> [PAGE TEXT]:
┄┄┄┄┄┄
THE END OF POVERTY

A preview of the unpublished book A CIVILIZATION WITHOUT A VISION WILL PERISH: AN INDEPENDENT SEARCH FOR THE TRUTH by David Willis. CHAPTER 1: INDIFFERENCE TO POVERTY (Part 49). This blog is a continuation of the review of The End of Poverty: How We Can Make it Happen in Our Life Time, by Jeffrey Sachs, published in 2005

Why Latin America’s middle-income countries failed to thrive
The poverty trap of the poorest countries is less puzzling, in some ways, than the stagnation that gripped a number of countries in Central and South America during the 1980s and 1990s. Table 2 shows that countries like Ecuador, Guatemala, Paraguay, and Peru experienced outright economic declines. These are not, in general, destitute countries, though they have destitute populations within them. How can we account for their development failures?

Three characteristics of these economies
I take up that question in more detail later. It will suffice here to note three characteristics of these economies. First, all of these economies face particular geographical difficulties. Ecuador and Peru are Andean countries, with populations divided between a lowland tropical environment and a mountainous highland environment. Transport conditions are hazardous and expensive. Paraguay, of course, is landlocked. Guatemala is a mix of mountains and low-lying tropical rainforests.

Sharp social divisions
Second, the Central American and Andean societies suffer from sharp social divisions, typically along ethnic lines. The European-descended population tends to be much richer than the indigenous and mestizo (mixed) populations. Europeans conquered the native populations, repressed them in many ways, and were generally uninterested in investing in their human capital until very recently. Politics have therefore been highly conflict laden and often violent.

Vulnerable to extreme external shocks
Third, these countries are all vulnerable to extreme external shocks, both natural and economic. Natural hazards include earthquakes, droughts, floods, and landslides. Economic hazards include the huge instabilities in international prices for the leading commodity exports of these countries, such as copper, fish meal, coffee, bananas, and other agricultural and mining products.
┄┄┄┄┄┄
> [INSTRUCTIONS]:
1) In the passage on poverty, which country is described as landlocked?
2) Supply what comes next in the passage on poverty, starting after its final sentence.
These lines have no connection to the passage on poverty.

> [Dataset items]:
┄┄┄┄┄┄
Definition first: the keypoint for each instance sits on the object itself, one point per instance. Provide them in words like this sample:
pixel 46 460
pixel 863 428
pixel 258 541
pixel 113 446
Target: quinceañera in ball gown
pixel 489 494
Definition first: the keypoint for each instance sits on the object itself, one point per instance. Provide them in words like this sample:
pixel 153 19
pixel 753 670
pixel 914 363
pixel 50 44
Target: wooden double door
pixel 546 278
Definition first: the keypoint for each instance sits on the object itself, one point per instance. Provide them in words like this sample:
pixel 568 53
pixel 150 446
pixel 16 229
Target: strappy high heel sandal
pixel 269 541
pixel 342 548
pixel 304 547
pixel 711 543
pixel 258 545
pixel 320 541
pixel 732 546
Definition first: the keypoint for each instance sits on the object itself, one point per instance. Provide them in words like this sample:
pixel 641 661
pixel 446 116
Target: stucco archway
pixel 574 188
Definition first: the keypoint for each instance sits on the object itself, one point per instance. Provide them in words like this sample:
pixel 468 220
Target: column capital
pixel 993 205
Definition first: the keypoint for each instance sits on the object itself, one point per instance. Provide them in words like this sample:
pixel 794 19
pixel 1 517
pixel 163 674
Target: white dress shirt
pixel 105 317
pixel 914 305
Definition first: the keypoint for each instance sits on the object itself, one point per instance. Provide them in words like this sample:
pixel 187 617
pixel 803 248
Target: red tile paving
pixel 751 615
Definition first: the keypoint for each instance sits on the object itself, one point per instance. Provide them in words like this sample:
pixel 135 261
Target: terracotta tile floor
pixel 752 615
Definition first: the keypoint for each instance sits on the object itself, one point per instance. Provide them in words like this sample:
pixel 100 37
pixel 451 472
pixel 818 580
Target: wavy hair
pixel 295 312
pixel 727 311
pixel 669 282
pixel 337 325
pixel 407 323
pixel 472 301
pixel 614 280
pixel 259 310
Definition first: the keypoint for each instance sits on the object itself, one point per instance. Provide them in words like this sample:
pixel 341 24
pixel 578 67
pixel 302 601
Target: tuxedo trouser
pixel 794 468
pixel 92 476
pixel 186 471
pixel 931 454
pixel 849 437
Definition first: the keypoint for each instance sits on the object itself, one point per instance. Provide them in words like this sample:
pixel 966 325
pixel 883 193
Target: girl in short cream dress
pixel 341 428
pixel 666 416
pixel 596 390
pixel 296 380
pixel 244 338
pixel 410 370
┄┄┄┄┄┄
> [ANSWERS TO THE EXERCISE]:
1) Paraguay

2)
Continuing extreme poverty in the midst of economic growth
Even among the poor countries in Asia that experienced marked economic growth, extreme poverty often continues to afflict significant parts of the population. Economic growth is rarely uniformly distributed across a country. China’s coastal provinces, linked to world trade and investment, have grown much more rapidly than the hinterland to the west of the country. India’s southern states, also deeply integrated in world trade, have experienced much faster economic development than in the northern regions in the Ganges valley. Thus, even when average economic growth is high, parts of a country may be bypassed for years or decades.

The failure of government
Another reason for persistent poverty is the failure of government. Growth may enrich households linked to good market opportunities, but it may bypass the poorest of the poor even within the same community. The very poor are often disconnected from market forces because they lack the requisite human capital – good nutrition and health, and an adequate education. It is vital that social expenditures directed at human capital accumulation reach the poorest of the poor, yet governments often fail to make such investments. Economic growth enriches households, but it is not taxed sufficiently to enable governments to increase social spending commensurately. Or even when governments have the revenue, they may neglect the poorest of the poor if the destitute groups are part of the ethnic or religious minorities.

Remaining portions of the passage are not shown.